Screenshot of Shikanoin Heizou saying “Traveler, you’re so dreamy...” Source: Genshin Impact.

Creating these intimate moments between queer players and their favorite characters maybe a happy accident in the writing room, but the fact that they do happen multiple times throughout the story is something that cannot be ignored. The probability that all of these lines are accidental throwaways between the different genders of the Traveler is low considering the further queer coding that occurs between the characters in the game without the involvement of the Traveler at all.

Ships and How They Sail

In fandom circles, relationships can be classified in one of two ways: popular ‘ships’ or rare ‘ships’ (often called rare pairs for a pleasant rhyme). The term ‘ship’ is short for ‘relationship’ and when certain ships have content within the source material, the phrases ‘my ship is sailing’ or ‘my ships have sailed’ are often said in celebration of canon content. Popular ships are popular in almost all areas of a fandom regardless of language or location and tend to have a solid foundation of canon content for their fans to base fanworks off of. Rare pairs, in contrast, often have little to no canon content–and often, the characters will have no actual interaction within the content at all–and tend to start from fan creators deciding two characters just look really nice together and would have an interesting romantic dynamic.

BeiGuang and T and P Dynamics

Beidou and Ningguang, referred to in fandom circles as BeiGuang, are one of the most popular ships in the online Genshin Impact community. They are two powerful women who are pillars within their home country of Liyue, an in-game region that takes its inspiration from Chinese culture and mythology, and their position in society grants them a certain level of freedom that is appealing to audiences around the world but more specifically, Chinese audiences. Their dynamic—two powerful people on seemingly opposite ends of the political spectrum—is one shared throughout the most popular relationships the game presents fans with, but that opposition does not mean the couple is at odds with each other.

- Required work:
a. According to the piece on Genshin Impact fandom, what is the word "ship" short for?
b. Name every Genshin Impact character that the piece on Genshin Impact fandom mentions.
c. Proceed with the piece on Genshin Impact fandom and its ships, picking up right after its final sentence.

- Data lines:
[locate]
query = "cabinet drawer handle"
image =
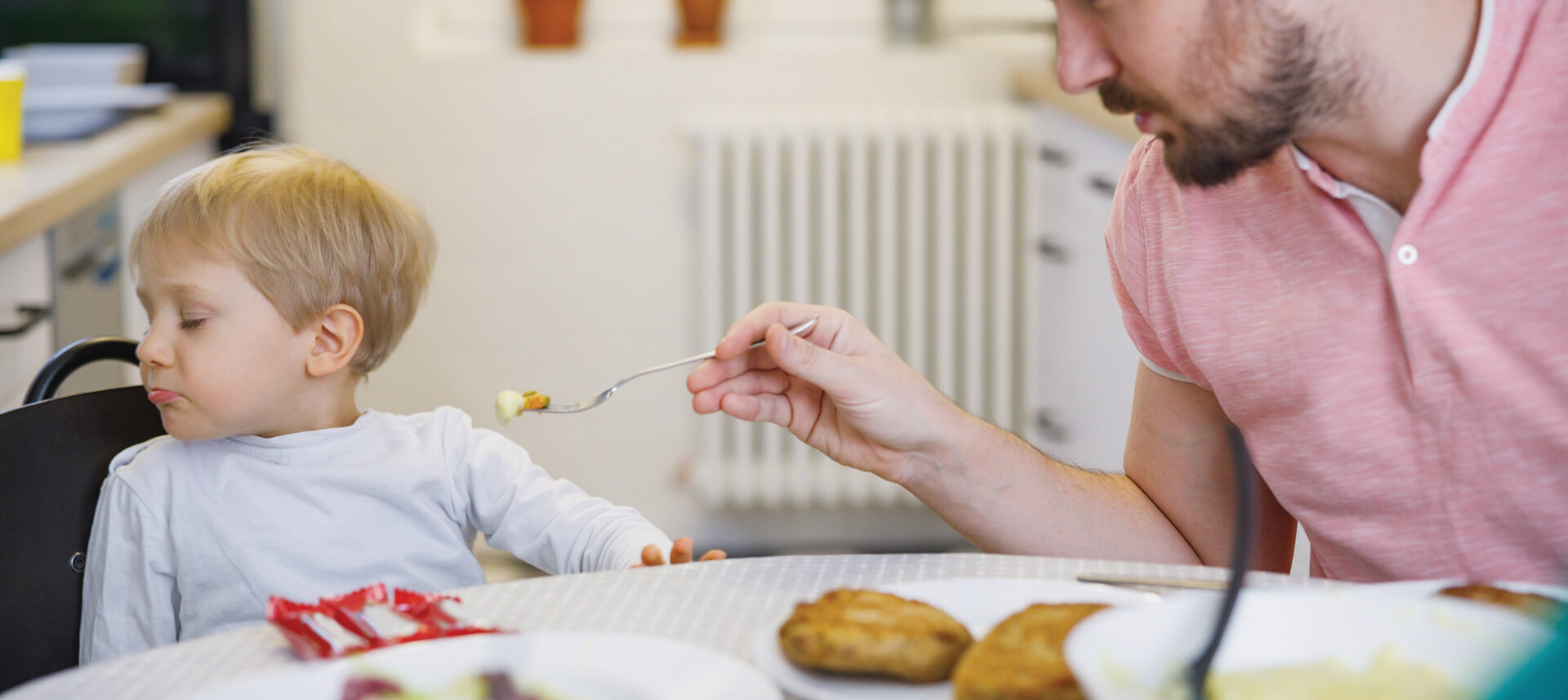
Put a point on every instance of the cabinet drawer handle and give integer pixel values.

- Task-by-task answers:
a. "Ship" is short for "relationship."

b. Shikanoin Heizou, the Traveler, Beidou, Ningguang

c.
Due to lower class upbringings, Beidou and Ningguang both lack family names to tie themselves to, leaving them to essentially act as agents free of traditional family expectations—more specifically, the Confucian expectation of a daughter to marry a man of high rank to improve the status of their families. Confucian influences on modern Chinese society have created a world where women are expected to be wives and mothers above being women as individuals with desires, likes, and dislikes and it would be remiss to assume that those influences do not extend to media created within China’s borders. However, removing familial ties from Beidou and Ningguang’s stories removes that expectation. Societal expectations still exist, of course, as demonstrated by numerous denied prepositions that are mentioned in Ningguang’s character stories from the men within Liyue12. More than this freedom from marriage expectations, without people holding them back from their goals and aspirations, Beidou and Ningguang are free to pursue careers that are traditionally masculine in nature: Beidou is a pirate, and more than that she is the Captain of Liyue’s most well-known pirate fleet, and Ningguang is the Tianquan (original Chinese:天权, meaning ‘heavenly power’) of Liyue’s Qixing, a title that denotes her station as the most powerful person in Liyue second only to the nation’s deity, Rex Lapis (original Chinese: 岩王帝君, Yánwáng Dìjūn). These positions provide both women a degree of choice free of judgment as they are perceived as too popular to disagree with–a sentiment mirrored in how many modern queer women in China conduct themselves.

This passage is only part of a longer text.